= Work required =
Can you retype only the lines from the one with "Provide an outline for every instance of the fan" through the final line of the material, exactly as given?
-- begin --
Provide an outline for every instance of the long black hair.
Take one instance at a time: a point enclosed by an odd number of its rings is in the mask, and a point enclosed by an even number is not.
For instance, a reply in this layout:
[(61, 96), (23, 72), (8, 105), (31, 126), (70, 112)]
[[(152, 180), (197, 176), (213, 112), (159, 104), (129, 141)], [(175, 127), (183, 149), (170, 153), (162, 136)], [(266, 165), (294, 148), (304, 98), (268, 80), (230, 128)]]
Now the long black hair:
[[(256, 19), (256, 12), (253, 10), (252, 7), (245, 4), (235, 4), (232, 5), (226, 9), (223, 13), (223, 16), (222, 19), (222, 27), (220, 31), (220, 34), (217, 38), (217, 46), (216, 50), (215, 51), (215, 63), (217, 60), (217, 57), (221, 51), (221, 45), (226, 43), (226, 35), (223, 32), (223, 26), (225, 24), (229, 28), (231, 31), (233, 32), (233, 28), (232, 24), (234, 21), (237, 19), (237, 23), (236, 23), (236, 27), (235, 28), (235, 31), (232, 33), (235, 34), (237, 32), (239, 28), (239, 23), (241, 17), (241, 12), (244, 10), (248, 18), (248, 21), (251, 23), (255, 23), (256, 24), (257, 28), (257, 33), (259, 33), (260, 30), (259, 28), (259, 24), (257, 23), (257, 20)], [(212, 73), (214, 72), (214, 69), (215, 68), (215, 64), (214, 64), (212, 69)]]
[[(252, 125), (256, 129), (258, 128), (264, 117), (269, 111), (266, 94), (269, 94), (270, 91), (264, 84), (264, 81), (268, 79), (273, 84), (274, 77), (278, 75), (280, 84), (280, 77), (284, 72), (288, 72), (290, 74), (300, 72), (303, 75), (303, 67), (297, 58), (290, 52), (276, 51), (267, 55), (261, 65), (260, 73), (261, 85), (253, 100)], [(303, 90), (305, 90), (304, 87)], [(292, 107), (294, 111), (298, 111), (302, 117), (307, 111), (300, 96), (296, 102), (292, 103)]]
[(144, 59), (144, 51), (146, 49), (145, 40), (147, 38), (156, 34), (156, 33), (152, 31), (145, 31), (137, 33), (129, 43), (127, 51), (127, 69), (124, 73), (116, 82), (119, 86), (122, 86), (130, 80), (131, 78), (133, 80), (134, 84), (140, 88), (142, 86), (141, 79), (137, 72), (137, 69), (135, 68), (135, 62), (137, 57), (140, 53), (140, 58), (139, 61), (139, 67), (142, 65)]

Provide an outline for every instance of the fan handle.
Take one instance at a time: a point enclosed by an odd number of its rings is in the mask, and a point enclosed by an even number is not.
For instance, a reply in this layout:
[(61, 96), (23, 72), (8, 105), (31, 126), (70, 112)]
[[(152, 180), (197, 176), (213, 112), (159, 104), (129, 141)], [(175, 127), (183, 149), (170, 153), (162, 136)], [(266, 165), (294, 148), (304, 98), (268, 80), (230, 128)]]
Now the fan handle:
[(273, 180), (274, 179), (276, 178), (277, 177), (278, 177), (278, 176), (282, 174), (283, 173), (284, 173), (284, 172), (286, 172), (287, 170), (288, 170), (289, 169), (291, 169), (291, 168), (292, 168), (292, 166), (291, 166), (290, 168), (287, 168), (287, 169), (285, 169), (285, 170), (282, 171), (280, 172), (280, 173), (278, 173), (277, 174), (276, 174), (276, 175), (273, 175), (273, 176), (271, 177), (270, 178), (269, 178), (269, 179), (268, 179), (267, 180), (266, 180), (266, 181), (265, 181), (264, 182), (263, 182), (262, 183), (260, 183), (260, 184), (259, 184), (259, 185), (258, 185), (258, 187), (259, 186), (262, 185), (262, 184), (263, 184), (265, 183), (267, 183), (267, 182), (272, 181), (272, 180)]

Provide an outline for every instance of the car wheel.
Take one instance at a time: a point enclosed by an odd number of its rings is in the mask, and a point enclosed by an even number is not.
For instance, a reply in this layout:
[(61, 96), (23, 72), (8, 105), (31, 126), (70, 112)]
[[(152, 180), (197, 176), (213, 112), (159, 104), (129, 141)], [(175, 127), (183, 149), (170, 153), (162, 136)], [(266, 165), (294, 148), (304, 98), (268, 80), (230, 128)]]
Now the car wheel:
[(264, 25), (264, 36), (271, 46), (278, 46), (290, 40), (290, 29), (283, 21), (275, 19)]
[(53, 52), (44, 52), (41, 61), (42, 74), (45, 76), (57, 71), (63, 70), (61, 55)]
-- end --
= Finished task =
Provide an outline for every instance of the fan handle.
Take one instance at a time: a point enclosed by an odd number of its rings is in the mask, and a point enclosed by an even number is not.
For instance, a reply in this layout:
[(61, 96), (23, 72), (8, 105), (31, 126), (70, 112)]
[[(152, 180), (197, 176), (213, 112), (159, 104), (129, 141)], [(175, 127), (183, 149), (170, 153), (162, 136)], [(266, 165), (294, 148), (304, 98), (268, 80), (230, 128)]]
Now the fan handle:
[(273, 180), (274, 179), (276, 178), (277, 177), (278, 177), (278, 176), (282, 174), (283, 173), (284, 173), (284, 172), (286, 172), (287, 170), (288, 170), (289, 169), (291, 169), (291, 168), (292, 168), (292, 166), (291, 166), (290, 168), (287, 168), (287, 169), (285, 169), (285, 170), (282, 171), (280, 172), (280, 173), (278, 173), (277, 174), (276, 174), (276, 175), (273, 175), (273, 176), (271, 177), (270, 178), (269, 178), (269, 179), (268, 179), (267, 180), (266, 180), (266, 181), (265, 181), (264, 182), (263, 182), (262, 183), (260, 183), (260, 184), (259, 184), (259, 185), (258, 185), (258, 187), (259, 186), (262, 185), (262, 184), (263, 184), (265, 183), (267, 183), (267, 182), (272, 181), (272, 180)]

Provide an outline for every instance of the car wheel.
Take one instance at a time: a point enclosed by an odd number of its rings is in the mask, and a point enclosed by an even number is not.
For instance, a reply in this layout:
[(61, 96), (23, 72), (8, 105), (31, 126), (70, 112)]
[[(152, 180), (197, 176), (213, 112), (159, 104), (129, 141)], [(175, 127), (183, 149), (170, 153), (162, 136)], [(266, 165), (294, 148), (304, 98), (268, 80), (230, 128)]]
Now the car wheel:
[(264, 25), (264, 36), (271, 46), (278, 46), (290, 40), (290, 29), (283, 21), (275, 19)]
[(53, 52), (44, 52), (41, 61), (42, 74), (45, 76), (57, 71), (63, 70), (61, 55)]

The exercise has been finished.